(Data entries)
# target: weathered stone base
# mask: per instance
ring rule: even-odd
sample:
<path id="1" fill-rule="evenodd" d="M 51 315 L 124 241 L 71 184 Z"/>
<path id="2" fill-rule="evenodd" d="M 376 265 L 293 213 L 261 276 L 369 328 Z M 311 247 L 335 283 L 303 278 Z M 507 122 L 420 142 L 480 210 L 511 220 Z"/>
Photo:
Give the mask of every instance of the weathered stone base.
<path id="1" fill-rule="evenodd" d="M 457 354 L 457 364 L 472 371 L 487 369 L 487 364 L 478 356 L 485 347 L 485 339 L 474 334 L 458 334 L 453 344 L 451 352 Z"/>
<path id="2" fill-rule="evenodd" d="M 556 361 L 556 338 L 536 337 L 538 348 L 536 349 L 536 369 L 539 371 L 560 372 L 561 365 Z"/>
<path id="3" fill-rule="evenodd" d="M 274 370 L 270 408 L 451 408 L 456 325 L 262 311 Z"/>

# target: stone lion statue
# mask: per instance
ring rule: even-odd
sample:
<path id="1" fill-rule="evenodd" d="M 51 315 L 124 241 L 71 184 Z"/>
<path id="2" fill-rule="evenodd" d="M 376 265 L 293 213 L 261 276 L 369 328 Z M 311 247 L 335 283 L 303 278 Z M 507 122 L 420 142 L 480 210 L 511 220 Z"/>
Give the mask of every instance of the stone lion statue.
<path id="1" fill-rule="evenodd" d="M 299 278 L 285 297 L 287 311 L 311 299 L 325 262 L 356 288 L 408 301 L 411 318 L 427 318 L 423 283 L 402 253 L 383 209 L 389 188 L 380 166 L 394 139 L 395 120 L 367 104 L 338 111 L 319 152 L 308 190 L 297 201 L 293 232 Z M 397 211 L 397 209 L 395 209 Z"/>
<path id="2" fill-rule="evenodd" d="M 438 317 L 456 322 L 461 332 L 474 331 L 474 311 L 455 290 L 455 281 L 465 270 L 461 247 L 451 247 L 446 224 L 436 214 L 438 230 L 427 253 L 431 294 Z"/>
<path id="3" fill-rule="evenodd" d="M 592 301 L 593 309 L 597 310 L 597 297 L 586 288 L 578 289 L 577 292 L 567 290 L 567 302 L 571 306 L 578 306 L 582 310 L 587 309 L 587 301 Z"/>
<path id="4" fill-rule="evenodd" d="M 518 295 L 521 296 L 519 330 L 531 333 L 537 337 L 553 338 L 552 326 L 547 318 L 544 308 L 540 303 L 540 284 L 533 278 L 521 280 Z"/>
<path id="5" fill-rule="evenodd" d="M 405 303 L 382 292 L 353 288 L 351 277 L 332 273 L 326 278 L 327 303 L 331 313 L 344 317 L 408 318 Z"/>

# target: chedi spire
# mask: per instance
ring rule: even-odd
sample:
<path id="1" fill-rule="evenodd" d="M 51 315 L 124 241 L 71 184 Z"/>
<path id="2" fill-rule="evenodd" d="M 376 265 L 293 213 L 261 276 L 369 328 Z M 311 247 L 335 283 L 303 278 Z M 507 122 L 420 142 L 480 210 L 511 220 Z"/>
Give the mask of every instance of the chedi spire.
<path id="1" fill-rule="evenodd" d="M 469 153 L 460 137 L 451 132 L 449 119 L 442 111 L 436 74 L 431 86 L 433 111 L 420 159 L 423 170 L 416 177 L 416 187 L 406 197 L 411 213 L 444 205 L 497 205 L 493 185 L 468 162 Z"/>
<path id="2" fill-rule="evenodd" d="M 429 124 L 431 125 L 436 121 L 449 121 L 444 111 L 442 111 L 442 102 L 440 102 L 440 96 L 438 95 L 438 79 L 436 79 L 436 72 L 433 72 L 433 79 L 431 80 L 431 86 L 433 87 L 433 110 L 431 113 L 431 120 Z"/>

Given instruction. Please rewrite the listing above with every "per instance" changed to "per object" and everything else left the same.

The completed task.
# target: weathered stone base
# mask: per object
ring rule: even-odd
sample:
<path id="1" fill-rule="evenodd" d="M 51 315 L 124 241 L 71 184 Z"/>
<path id="2" fill-rule="evenodd" d="M 376 265 L 293 213 L 261 276 L 369 328 Z M 311 247 L 335 283 L 303 278 Z M 507 122 L 420 142 L 480 210 L 511 220 Z"/>
Photo:
Give the mask of every instance of the weathered stone base.
<path id="1" fill-rule="evenodd" d="M 457 354 L 457 364 L 472 371 L 487 369 L 487 364 L 478 356 L 485 347 L 485 339 L 474 334 L 458 334 L 453 344 L 451 352 Z"/>
<path id="2" fill-rule="evenodd" d="M 556 361 L 556 338 L 536 337 L 538 348 L 536 349 L 536 369 L 539 371 L 560 372 L 561 365 Z"/>
<path id="3" fill-rule="evenodd" d="M 274 370 L 270 408 L 451 408 L 456 325 L 262 311 Z"/>

# target: stone lion statue
# mask: per object
ring rule: even-odd
sample:
<path id="1" fill-rule="evenodd" d="M 51 315 L 124 241 L 71 184 Z"/>
<path id="2" fill-rule="evenodd" d="M 376 265 L 293 213 L 261 276 L 369 328 Z M 311 247 L 335 283 L 303 278 Z M 507 122 L 420 142 L 480 210 L 511 220 Z"/>
Give the mask of every instance of the stone lion statue.
<path id="1" fill-rule="evenodd" d="M 299 278 L 285 297 L 287 311 L 311 299 L 325 262 L 356 288 L 408 301 L 411 318 L 427 318 L 423 283 L 402 253 L 383 209 L 389 188 L 380 166 L 394 139 L 395 120 L 367 104 L 338 111 L 319 152 L 308 190 L 297 201 L 293 232 Z M 397 211 L 397 209 L 395 209 Z"/>
<path id="2" fill-rule="evenodd" d="M 438 317 L 456 322 L 461 332 L 474 331 L 474 311 L 455 290 L 455 281 L 465 270 L 461 247 L 451 247 L 446 224 L 436 214 L 438 230 L 427 253 L 431 294 Z"/>
<path id="3" fill-rule="evenodd" d="M 592 301 L 593 309 L 597 310 L 597 297 L 586 288 L 578 289 L 577 292 L 567 290 L 567 302 L 571 306 L 578 306 L 582 310 L 587 309 L 587 301 Z"/>
<path id="4" fill-rule="evenodd" d="M 518 295 L 521 296 L 519 330 L 531 333 L 537 337 L 553 338 L 552 326 L 547 318 L 544 308 L 540 303 L 540 284 L 533 278 L 521 280 Z"/>
<path id="5" fill-rule="evenodd" d="M 405 303 L 382 292 L 353 288 L 351 277 L 332 273 L 326 278 L 327 303 L 331 313 L 344 317 L 408 318 Z"/>

# target: chedi spire
# mask: per object
ring rule: even-odd
sample:
<path id="1" fill-rule="evenodd" d="M 51 315 L 124 241 L 71 184 Z"/>
<path id="2" fill-rule="evenodd" d="M 376 265 L 293 213 L 261 276 L 369 328 Z M 311 247 L 335 283 L 303 278 Z M 507 122 L 420 142 L 480 210 L 511 220 Z"/>
Give the mask of every instance of the chedi spire.
<path id="1" fill-rule="evenodd" d="M 469 153 L 460 137 L 451 132 L 449 119 L 442 111 L 436 74 L 431 86 L 433 111 L 420 159 L 423 170 L 416 177 L 416 187 L 406 197 L 411 213 L 444 205 L 497 205 L 493 185 L 468 162 Z"/>
<path id="2" fill-rule="evenodd" d="M 429 124 L 431 125 L 436 121 L 449 121 L 444 111 L 442 111 L 442 102 L 440 102 L 440 96 L 438 95 L 438 79 L 436 79 L 436 72 L 433 72 L 433 79 L 431 80 L 431 86 L 433 87 L 433 110 L 431 113 L 431 120 Z"/>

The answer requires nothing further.